** Set exercise **
Convert each line of the listing below into a JSON array of strings, with one string per line and blank lines omitted.

____ Supplied entries

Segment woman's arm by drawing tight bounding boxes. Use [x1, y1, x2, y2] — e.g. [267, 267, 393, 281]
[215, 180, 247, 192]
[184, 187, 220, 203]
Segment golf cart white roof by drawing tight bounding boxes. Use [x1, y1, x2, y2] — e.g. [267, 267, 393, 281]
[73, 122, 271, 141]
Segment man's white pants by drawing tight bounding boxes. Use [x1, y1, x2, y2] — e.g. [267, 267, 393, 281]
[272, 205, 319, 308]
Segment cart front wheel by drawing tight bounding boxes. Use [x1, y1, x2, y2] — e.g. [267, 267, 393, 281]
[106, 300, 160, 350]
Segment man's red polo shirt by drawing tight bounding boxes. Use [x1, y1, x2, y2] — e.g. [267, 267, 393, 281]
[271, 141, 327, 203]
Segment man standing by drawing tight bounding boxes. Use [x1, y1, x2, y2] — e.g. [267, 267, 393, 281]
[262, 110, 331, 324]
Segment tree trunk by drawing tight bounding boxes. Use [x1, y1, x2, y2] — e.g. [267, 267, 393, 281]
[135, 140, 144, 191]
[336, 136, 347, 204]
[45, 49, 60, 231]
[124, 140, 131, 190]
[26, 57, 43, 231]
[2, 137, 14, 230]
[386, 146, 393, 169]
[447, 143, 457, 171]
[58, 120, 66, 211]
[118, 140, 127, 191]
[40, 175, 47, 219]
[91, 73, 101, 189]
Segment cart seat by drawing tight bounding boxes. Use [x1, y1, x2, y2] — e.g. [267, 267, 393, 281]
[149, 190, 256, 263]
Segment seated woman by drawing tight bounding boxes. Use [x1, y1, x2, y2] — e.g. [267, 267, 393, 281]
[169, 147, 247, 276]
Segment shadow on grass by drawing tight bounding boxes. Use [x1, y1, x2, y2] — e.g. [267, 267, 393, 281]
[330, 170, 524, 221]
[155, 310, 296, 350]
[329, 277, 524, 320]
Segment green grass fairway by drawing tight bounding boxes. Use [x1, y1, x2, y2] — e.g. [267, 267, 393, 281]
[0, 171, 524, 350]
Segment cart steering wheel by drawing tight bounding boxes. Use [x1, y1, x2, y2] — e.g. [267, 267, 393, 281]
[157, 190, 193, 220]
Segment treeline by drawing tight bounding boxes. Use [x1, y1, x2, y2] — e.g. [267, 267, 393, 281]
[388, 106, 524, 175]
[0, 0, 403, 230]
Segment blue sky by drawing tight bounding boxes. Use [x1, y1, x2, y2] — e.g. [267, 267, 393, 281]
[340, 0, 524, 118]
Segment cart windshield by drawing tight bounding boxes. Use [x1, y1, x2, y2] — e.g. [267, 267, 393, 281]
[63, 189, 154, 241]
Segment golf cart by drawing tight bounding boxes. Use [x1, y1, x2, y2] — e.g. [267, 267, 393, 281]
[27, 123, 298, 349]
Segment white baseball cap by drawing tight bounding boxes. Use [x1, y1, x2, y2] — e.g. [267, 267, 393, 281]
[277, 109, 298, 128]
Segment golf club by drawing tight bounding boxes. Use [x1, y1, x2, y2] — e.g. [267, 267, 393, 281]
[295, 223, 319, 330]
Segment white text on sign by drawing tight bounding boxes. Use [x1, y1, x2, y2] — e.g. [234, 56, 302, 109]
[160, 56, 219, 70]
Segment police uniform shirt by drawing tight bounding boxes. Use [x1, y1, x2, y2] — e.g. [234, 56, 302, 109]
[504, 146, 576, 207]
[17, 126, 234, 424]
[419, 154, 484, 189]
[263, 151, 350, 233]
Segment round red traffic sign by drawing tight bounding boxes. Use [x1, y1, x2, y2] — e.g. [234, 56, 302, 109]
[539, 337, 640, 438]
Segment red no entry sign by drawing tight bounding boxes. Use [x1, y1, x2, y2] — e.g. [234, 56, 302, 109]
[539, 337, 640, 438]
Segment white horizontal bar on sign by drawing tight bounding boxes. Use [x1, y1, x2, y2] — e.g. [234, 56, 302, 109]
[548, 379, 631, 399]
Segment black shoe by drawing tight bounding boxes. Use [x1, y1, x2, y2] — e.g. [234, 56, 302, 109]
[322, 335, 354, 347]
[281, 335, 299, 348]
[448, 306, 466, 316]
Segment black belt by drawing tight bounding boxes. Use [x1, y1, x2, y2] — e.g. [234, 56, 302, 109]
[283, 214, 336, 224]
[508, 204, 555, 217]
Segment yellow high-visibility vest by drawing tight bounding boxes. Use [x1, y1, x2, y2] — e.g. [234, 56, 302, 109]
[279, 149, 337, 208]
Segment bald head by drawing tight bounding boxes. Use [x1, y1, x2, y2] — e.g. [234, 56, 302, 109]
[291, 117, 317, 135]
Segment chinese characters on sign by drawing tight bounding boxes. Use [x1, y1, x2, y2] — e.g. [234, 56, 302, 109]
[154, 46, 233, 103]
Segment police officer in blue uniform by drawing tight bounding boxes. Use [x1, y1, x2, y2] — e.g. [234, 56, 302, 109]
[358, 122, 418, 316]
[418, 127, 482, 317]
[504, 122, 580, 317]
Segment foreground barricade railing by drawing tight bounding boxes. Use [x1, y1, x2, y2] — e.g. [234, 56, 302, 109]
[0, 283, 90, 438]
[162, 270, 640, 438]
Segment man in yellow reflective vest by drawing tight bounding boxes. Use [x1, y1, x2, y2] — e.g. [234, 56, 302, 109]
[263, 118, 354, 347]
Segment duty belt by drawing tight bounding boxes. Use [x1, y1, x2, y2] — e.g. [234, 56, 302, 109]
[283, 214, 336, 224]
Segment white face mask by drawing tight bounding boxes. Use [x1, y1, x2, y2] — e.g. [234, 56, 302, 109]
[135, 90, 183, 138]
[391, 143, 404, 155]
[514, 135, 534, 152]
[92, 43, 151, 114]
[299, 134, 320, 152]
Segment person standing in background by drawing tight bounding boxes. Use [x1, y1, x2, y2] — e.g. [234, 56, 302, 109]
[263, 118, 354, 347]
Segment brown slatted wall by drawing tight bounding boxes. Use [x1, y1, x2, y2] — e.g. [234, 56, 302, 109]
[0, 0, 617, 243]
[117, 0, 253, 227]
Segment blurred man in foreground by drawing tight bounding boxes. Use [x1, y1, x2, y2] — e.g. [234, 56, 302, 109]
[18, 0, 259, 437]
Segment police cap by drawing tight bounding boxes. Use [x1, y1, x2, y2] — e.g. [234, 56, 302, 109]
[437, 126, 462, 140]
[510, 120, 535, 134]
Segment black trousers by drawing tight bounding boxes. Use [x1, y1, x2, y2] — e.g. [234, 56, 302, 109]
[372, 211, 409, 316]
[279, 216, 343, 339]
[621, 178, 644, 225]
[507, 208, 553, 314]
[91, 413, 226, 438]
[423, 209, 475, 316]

________

** Exercise output **
[
  "Segment woman's arm by drawing tight bounding boxes. Use [x1, y1, x2, y2] — e.g. [267, 267, 393, 281]",
  "[215, 180, 247, 192]",
  "[184, 187, 220, 203]",
  "Segment golf cart white roof by drawing tight bounding boxes. Use [x1, y1, x2, y2] — e.g. [267, 267, 393, 281]",
  "[73, 122, 271, 141]",
  "Segment man's white pants by drawing tight bounding boxes. Use [x1, y1, x2, y2] — e.g. [267, 267, 393, 281]",
  "[272, 205, 319, 308]",
  "Segment cart front wheel by drawing tight bounding boxes. Use [x1, y1, x2, y2] — e.g. [267, 267, 393, 281]",
  "[106, 300, 160, 350]",
  "Segment man's red polo shirt by drawing tight bounding boxes. Use [x1, y1, x2, y2] — e.g. [267, 267, 393, 281]",
  "[271, 141, 327, 203]",
  "Segment man standing by drawing tight bounding boxes. Use [x1, y1, x2, y2] — e.g. [267, 267, 393, 281]",
  "[262, 110, 331, 324]",
  "Segment tree trunk by drawing tight bounding boxes. Use [x1, y1, x2, y2] — e.g. [267, 267, 393, 281]",
  "[135, 140, 144, 191]",
  "[336, 136, 347, 204]",
  "[45, 49, 60, 231]",
  "[124, 140, 131, 190]",
  "[26, 57, 43, 231]",
  "[2, 137, 14, 230]",
  "[386, 146, 393, 169]",
  "[447, 143, 457, 171]",
  "[58, 120, 66, 211]",
  "[118, 140, 127, 191]",
  "[40, 175, 47, 219]",
  "[91, 73, 101, 189]",
  "Segment cart seat by drawing tight bounding boxes. Use [x1, y1, x2, y2] — e.g. [267, 267, 393, 281]",
  "[149, 190, 256, 263]",
  "Segment seated woman by drawing tight bounding boxes. Use [x1, y1, x2, y2] — e.g. [267, 267, 393, 281]",
  "[169, 147, 247, 276]",
  "Segment shadow on grass by drawing tight bounding boxes. Use [x1, y1, x2, y2] — e.g. [267, 267, 393, 281]",
  "[330, 170, 524, 221]",
  "[155, 310, 296, 350]",
  "[329, 277, 524, 320]",
  "Segment green grass fairway by drawing tight bounding boxes. Use [x1, y1, x2, y2] — e.g. [267, 267, 393, 281]",
  "[0, 171, 524, 350]",
  "Segment cart steering wheel by drawing tight bounding boxes. Use [x1, y1, x2, y2] — e.g. [267, 267, 393, 281]",
  "[157, 190, 193, 220]",
  "Segment treeline by drawing tight bounding boxes. Use [x1, y1, x2, y2] — e.g. [267, 267, 393, 281]",
  "[388, 106, 524, 175]",
  "[0, 0, 403, 230]",
  "Segment blue sky by drawing tight bounding boxes. Use [x1, y1, x2, y2] — e.g. [267, 267, 393, 281]",
  "[340, 0, 524, 118]",
  "Segment cart windshield by drawing tight bounding boxes. Use [x1, y1, x2, y2] — e.g. [267, 267, 393, 281]",
  "[63, 189, 154, 241]",
  "Segment golf cart by drawing tight bounding boxes. Use [x1, y1, x2, y2] — e.g. [267, 267, 393, 281]",
  "[27, 123, 298, 349]",
  "Segment white baseball cap by drawing tight bounding boxes. Use [x1, y1, x2, y2] — e.g. [267, 267, 393, 281]",
  "[277, 109, 298, 128]",
  "Segment golf club by drawing tight bounding boxes. Use [x1, y1, x2, y2] — e.g. [267, 267, 393, 281]",
  "[295, 223, 319, 330]",
  "Segment white text on sign by drawing tight bounding boxes. Use [x1, y1, x2, y2] — e.g. [234, 56, 302, 109]",
  "[160, 56, 219, 70]",
  "Segment police uniform shirt by drawing tight bounding boxes. Use [x1, y1, x2, y2] — e.g. [234, 56, 302, 109]",
  "[504, 146, 576, 207]",
  "[17, 126, 234, 424]",
  "[419, 154, 484, 189]",
  "[263, 151, 350, 233]",
  "Segment round red traffic sign by drawing tight bounding boxes. Use [x1, y1, x2, y2] — e.g. [234, 56, 302, 109]",
  "[539, 337, 640, 438]",
  "Segment red no entry sign by drawing tight bounding boxes. Use [x1, y1, x2, y2] — e.g. [234, 56, 302, 109]",
  "[539, 337, 640, 438]",
  "Segment white horizontal bar on sign by drawing tight bounding boxes. Use [x1, y1, x2, y2] — e.g. [234, 56, 302, 109]",
  "[548, 379, 631, 399]",
  "Segment black shoe by drawing tight bounding boxes. Use [x1, y1, x2, y2] — e.g. [234, 56, 302, 109]",
  "[322, 335, 354, 347]",
  "[281, 335, 299, 348]",
  "[448, 306, 466, 316]",
  "Segment black belt by drawing tight bounding boxes. Use [x1, y1, x2, y2] — e.g. [234, 56, 302, 109]",
  "[283, 214, 336, 224]",
  "[508, 204, 555, 217]",
  "Segment yellow high-visibility vest by drawing tight bounding boxes. Use [x1, y1, x2, y2] — e.g. [234, 56, 302, 109]",
  "[279, 149, 337, 208]",
  "Segment bald head by drawing tight bounding boxes. Use [x1, y1, x2, y2] — e.g. [234, 56, 302, 109]",
  "[291, 117, 317, 135]",
  "Segment chinese characters on sign by drawing tight bounding boxes. Use [x1, y1, x2, y2] — e.g. [234, 56, 302, 109]",
  "[154, 46, 233, 103]",
  "Segment police officer in blue uniform by drawing tight bounding boxes. Use [x1, y1, x2, y2] — e.g. [234, 56, 302, 109]",
  "[358, 122, 418, 316]",
  "[418, 127, 482, 317]",
  "[504, 122, 580, 317]",
  "Segment foreground barricade railing by drawing tight bounding boxes. Use [x1, y1, x2, y2] — e.g. [234, 56, 302, 109]",
  "[0, 283, 90, 438]",
  "[162, 270, 640, 438]",
  "Segment man in yellow reflective vest by drawing tight bounding boxes. Use [x1, y1, x2, y2] — e.g. [234, 56, 302, 109]",
  "[263, 118, 354, 347]",
  "Segment duty belt by drawing tight bounding boxes. Use [x1, y1, x2, y2] — e.g. [234, 56, 302, 109]",
  "[283, 214, 336, 224]",
  "Segment white face mask by drawing tight bounding boxes. Use [x1, y1, x2, y2] — e.g. [234, 56, 302, 109]",
  "[135, 90, 183, 138]",
  "[391, 143, 404, 155]",
  "[514, 135, 534, 152]",
  "[92, 43, 151, 114]",
  "[299, 134, 320, 152]",
  "Segment person standing in background by drawing tight bounding boxes. Use [x1, y1, x2, y2] — e.g. [234, 56, 302, 109]",
  "[263, 118, 354, 347]",
  "Segment brown slatted wall by drawing tight bounding boxes. Use [x1, y1, x2, y2] — e.g. [234, 56, 302, 109]",
  "[0, 0, 617, 243]",
  "[117, 0, 253, 227]",
  "Segment blurred man in foreground by drawing tight bounding boxes. Use [x1, y1, x2, y2] — e.g. [234, 56, 302, 109]",
  "[18, 0, 259, 437]",
  "Segment police cap by drawing tight bounding boxes. Use [x1, y1, x2, y2] — e.g. [234, 56, 302, 109]",
  "[437, 126, 462, 140]",
  "[510, 120, 535, 134]",
  "Segment black trousers by drawing tight bounding boxes. Use [x1, y1, x2, y2] — e.g. [234, 56, 302, 109]",
  "[372, 211, 409, 316]",
  "[279, 216, 343, 339]",
  "[621, 178, 644, 225]",
  "[507, 208, 553, 314]",
  "[91, 413, 226, 438]",
  "[423, 209, 475, 316]"
]